Nous sommes certains qu’il existe des jeunes gens autre que nous, capables de signer ce que nous écrivons et qui refusent – dans la mesure où c’est encore compatible avec la continuation de la vie – de composer avec l’ignominie environnante.

Nous lançons les bombes de nos poèmes dans votre hideux ciel européen. Nous ne rêvons pas. L'éclosion des élans crève au delà de nous. L'émeute est une émeute du moi dans l'âme et de l'âme au milieu du moi.

Tous les esprits morts-nés se gargarisent de révolution et d'anarchisme et ils rêvent d'une insurrection dans la rue, quand ils n'ont même pas su s'ameuter en eux-mêmes, contre l'éternelle stupidité de l'esprit ; qui a su ameuter son moi jusqu'à lui tirer le sang d'une larme en peinture ou en poésie ?

La poésie ne sert pas aux besoins. C’est toujours autre chose. Nous n'avons pas le temps de rêver. Une certaine habitude de ce vide façonne nos esprits de jour en jour.

Nous n'acceptons pas parce que nous ne comprenons plus. Pas plus les droits que les devoirs et leurs prétendues nécessités vitales. Dans les circonstances historiques que nous vivons, l’incapacité de tirer les leçons de l’expérience doit être considéré comme criminelle.

Lignes fournies ▸
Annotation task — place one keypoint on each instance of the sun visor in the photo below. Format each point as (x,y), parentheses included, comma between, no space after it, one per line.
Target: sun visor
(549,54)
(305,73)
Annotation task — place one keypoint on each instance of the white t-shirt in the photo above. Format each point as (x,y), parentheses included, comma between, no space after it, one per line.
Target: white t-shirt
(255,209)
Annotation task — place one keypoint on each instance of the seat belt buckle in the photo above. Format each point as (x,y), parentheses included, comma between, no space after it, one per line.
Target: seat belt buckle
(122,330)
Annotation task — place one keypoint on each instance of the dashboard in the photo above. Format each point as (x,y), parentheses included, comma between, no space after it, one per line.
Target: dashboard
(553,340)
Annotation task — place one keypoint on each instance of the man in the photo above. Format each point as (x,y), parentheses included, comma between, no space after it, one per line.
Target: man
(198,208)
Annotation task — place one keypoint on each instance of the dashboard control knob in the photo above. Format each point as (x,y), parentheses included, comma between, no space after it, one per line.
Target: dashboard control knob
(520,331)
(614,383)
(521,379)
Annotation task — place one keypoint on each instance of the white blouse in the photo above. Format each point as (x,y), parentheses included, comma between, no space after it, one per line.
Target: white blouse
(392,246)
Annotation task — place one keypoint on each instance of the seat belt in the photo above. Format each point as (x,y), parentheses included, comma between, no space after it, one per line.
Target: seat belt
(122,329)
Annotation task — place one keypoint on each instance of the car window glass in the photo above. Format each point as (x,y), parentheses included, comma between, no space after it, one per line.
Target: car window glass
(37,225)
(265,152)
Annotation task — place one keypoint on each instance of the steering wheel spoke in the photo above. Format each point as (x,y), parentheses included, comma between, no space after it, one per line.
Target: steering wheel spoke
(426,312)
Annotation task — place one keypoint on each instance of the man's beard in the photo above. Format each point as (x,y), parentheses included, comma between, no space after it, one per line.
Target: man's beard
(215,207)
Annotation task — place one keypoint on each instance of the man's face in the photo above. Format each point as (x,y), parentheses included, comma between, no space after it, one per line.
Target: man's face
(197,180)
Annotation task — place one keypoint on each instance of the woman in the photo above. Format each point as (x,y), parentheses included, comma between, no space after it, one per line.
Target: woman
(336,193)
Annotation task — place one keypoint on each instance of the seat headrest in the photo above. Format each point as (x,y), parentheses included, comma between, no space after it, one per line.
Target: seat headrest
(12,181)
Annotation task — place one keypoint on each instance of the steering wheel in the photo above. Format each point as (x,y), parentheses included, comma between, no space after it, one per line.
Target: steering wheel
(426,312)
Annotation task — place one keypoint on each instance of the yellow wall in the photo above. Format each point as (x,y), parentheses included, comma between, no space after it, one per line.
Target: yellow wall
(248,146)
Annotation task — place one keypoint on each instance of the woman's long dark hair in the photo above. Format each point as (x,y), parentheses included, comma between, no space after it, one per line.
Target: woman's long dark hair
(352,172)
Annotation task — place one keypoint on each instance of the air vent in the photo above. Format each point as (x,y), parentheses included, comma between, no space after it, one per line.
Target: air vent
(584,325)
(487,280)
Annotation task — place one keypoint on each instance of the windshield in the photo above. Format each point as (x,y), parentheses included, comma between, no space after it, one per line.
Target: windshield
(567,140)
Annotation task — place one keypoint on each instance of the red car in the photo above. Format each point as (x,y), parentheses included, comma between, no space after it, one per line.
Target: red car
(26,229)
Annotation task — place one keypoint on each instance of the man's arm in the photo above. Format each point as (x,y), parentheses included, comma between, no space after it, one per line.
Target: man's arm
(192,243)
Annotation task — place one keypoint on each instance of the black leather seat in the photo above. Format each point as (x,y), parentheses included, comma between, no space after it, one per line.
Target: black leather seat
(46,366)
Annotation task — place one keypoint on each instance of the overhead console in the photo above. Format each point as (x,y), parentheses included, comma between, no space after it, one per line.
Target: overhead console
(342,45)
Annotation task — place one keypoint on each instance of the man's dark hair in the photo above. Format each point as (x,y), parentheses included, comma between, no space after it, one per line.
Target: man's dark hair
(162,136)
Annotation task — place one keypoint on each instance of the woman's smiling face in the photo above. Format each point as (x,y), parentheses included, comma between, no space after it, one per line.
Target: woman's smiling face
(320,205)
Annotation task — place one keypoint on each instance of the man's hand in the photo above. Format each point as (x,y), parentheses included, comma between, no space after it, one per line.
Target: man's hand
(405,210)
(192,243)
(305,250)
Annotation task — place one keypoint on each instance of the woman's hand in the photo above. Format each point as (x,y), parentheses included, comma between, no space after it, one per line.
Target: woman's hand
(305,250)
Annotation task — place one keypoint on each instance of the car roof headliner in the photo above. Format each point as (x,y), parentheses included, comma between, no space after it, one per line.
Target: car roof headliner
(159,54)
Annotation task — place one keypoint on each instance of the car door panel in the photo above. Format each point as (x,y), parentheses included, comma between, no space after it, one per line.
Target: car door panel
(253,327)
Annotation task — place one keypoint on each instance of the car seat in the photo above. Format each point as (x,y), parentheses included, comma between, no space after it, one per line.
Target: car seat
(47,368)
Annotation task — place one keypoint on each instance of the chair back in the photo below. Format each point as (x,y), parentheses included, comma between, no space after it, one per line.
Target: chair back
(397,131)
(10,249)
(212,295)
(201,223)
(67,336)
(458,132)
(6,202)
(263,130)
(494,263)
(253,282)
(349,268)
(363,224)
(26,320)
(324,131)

Objectifs ▸
- 1) Recopiez l'extrait sur la poésie et la révolte en commençant à « La poésie ne » et en terminant à « jour en jour. ».
- 2) Répondez brièvement à ces questions sur l'extrait sur la poésie et la révolte.
(a) Dans quel ciel les auteurs disent-ils lancer les bombes de leurs poèmes ?
(b) À quoi la poésie ne sert-elle pas ?
(c) Comment doit être considérée l'incapacité de tirer les leçons de l'expérience ?

Réponses données ▸
- 1)
La poésie ne sert pas aux besoins. C’est toujours autre chose. Nous n'avons pas le temps de rêver. Une certaine habitude de ce vide façonne nos esprits de jour en jour.

- 2)
(a) Dans « votre hideux ciel européen ».
(b) Aux besoins.
(c) Comme criminelle.